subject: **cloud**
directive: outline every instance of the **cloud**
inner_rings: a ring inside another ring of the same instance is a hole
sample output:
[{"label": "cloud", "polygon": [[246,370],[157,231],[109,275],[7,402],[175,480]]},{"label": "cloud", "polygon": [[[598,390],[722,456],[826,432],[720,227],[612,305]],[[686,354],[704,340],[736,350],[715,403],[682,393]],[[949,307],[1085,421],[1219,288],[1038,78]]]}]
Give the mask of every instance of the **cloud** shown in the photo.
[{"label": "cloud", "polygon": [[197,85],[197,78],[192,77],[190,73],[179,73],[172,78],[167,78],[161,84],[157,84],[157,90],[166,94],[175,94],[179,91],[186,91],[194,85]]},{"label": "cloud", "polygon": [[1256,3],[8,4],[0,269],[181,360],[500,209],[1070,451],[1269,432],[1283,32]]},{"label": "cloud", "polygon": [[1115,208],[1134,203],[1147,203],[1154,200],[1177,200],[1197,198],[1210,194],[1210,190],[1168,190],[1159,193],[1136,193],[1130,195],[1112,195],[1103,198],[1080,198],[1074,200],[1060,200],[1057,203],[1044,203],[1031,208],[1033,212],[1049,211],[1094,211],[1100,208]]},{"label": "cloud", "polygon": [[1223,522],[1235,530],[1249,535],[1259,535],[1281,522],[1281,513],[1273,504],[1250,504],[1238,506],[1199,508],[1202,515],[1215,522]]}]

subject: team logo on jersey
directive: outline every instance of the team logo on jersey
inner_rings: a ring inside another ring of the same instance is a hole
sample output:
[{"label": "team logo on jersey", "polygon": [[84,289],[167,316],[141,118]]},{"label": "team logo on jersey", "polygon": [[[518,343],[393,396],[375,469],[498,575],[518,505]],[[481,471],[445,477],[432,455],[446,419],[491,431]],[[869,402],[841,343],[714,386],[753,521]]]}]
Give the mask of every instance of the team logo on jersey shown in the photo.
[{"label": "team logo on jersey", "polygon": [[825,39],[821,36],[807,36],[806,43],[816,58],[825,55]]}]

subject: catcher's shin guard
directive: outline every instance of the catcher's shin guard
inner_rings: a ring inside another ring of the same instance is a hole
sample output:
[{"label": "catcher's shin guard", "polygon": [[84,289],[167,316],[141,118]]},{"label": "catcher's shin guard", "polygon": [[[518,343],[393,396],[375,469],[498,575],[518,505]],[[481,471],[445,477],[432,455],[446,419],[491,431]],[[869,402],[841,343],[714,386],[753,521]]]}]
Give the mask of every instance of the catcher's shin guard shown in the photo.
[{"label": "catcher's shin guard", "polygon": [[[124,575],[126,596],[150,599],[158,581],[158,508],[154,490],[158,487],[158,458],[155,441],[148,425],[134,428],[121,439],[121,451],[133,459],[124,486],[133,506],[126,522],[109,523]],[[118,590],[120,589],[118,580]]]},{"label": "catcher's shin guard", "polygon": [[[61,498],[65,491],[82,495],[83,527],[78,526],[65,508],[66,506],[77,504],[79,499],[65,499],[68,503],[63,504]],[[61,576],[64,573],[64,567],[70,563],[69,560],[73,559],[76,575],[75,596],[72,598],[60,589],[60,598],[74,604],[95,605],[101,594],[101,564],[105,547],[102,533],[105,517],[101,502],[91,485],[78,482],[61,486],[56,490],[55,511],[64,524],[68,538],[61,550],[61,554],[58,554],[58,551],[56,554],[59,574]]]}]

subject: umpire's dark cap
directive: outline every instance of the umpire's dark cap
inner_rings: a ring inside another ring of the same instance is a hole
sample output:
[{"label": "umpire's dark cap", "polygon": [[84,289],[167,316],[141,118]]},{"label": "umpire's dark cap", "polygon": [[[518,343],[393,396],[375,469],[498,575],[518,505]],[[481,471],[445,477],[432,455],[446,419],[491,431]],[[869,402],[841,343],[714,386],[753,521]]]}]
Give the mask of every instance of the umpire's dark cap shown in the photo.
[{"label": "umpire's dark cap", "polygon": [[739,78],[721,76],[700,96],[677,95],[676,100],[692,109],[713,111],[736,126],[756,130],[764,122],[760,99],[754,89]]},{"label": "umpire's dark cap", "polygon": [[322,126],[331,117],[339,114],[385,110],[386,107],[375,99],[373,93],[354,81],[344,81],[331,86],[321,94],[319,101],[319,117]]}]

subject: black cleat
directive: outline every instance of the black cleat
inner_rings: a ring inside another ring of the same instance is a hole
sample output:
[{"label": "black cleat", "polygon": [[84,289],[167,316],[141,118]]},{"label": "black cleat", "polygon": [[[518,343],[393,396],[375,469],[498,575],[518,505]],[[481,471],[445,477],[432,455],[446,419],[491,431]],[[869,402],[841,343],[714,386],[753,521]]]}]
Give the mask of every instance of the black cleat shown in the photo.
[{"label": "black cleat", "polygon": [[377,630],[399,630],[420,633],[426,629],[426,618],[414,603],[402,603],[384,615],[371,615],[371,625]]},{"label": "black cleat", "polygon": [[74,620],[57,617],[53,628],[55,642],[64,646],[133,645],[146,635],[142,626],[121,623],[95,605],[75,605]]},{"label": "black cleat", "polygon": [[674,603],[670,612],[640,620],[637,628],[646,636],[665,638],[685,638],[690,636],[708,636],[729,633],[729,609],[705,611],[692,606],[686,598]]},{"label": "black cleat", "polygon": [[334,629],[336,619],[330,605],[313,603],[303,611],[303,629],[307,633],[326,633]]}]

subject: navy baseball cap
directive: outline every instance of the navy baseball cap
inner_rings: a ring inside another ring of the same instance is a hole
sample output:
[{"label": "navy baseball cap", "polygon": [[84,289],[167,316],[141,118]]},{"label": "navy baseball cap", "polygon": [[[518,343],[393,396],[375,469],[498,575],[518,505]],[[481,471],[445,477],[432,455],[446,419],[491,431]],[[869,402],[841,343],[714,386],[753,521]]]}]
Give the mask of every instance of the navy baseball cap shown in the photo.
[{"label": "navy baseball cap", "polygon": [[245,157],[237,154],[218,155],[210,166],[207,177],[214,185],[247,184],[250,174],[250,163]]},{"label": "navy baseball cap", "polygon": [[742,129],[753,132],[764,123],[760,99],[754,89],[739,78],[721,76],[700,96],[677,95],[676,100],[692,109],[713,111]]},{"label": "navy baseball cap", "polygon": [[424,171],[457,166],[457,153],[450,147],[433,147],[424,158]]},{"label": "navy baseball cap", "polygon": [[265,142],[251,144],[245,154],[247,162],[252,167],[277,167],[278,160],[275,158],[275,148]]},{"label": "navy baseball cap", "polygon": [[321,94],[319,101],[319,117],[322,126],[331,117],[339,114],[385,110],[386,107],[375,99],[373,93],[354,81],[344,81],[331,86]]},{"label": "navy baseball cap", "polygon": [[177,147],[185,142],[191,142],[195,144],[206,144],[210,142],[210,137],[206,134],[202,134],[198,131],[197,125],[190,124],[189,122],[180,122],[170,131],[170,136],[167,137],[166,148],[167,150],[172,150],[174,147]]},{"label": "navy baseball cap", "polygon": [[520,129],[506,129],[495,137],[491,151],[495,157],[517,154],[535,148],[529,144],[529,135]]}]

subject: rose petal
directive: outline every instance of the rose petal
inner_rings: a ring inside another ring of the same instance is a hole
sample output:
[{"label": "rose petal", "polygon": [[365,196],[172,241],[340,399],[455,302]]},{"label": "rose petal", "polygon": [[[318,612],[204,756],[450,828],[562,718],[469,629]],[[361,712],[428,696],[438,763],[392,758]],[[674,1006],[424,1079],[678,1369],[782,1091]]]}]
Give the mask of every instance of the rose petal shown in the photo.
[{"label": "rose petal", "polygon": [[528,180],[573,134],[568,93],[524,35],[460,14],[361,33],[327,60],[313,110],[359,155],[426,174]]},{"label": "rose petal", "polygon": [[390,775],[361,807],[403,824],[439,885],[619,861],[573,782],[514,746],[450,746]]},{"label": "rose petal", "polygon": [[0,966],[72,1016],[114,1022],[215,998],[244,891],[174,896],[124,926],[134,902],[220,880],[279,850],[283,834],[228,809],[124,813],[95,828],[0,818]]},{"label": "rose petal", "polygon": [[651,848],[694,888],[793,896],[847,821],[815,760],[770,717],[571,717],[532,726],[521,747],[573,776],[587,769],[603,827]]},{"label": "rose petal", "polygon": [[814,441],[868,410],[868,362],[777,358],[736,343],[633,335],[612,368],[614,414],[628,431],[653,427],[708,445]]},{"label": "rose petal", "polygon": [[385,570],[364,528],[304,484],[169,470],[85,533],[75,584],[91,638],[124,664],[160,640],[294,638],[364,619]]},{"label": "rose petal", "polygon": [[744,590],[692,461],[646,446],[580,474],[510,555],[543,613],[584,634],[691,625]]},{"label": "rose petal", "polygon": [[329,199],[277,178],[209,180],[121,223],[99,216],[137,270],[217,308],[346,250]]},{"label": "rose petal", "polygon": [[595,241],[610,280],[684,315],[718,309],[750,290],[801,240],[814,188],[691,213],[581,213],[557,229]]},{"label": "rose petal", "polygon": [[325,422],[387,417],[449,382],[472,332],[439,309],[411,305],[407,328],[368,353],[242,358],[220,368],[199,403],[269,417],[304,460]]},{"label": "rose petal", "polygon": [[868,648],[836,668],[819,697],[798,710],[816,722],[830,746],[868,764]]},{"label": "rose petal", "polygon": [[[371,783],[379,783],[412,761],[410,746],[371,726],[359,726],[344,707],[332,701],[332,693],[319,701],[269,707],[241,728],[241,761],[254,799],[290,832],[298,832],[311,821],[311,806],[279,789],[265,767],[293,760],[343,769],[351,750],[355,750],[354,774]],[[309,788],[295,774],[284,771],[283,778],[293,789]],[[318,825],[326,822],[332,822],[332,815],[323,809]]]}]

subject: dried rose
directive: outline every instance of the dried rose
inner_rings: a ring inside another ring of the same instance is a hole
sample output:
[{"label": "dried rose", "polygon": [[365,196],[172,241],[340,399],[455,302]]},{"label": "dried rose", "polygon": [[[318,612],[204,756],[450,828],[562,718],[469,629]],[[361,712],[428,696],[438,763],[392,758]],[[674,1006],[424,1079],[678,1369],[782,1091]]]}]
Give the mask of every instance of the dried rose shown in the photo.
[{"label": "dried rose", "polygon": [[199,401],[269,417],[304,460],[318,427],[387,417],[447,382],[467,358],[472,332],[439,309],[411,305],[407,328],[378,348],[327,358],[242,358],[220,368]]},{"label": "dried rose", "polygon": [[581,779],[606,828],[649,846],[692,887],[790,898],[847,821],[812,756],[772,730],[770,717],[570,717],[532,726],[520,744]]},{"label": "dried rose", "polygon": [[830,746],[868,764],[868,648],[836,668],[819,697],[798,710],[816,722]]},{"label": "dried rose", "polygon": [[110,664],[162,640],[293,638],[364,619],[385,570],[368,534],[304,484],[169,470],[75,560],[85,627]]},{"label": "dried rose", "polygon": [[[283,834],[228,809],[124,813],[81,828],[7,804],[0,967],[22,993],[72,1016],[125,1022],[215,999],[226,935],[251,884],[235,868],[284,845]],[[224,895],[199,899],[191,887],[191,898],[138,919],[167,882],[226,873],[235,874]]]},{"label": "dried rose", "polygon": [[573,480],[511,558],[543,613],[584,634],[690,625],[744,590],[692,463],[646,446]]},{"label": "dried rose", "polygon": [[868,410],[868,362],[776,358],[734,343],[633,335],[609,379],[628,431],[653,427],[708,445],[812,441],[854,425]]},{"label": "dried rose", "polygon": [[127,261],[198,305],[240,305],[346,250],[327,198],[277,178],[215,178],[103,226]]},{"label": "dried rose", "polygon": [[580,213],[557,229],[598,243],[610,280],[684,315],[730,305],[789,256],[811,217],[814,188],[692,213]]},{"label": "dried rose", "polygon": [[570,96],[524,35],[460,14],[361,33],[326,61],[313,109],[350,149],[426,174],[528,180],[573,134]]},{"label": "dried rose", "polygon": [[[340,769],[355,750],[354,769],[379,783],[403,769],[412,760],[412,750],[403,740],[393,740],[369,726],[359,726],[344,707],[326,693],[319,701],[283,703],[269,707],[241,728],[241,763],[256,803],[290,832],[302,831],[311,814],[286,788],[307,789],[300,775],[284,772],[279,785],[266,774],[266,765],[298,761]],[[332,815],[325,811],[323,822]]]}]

- **Exercise**
Retype the lines from the one with "subject: rose petal" to the one with "Give the mask of every instance of the rose", both included, without changing anything.

- **Response to the exercise**
subject: rose petal
directive: outline every instance of the rose petal
inner_rings: a ring inside another ring of the same instance is a hole
sample output:
[{"label": "rose petal", "polygon": [[365,196],[172,241],[340,399],[455,302]]},{"label": "rose petal", "polygon": [[[318,612],[204,756],[450,828],[562,718],[469,629]],[[361,712],[428,696],[438,763],[392,758]],[[674,1006],[424,1079],[678,1369],[782,1091]]]}]
Give the mask of every instance of the rose petal shown in the photo.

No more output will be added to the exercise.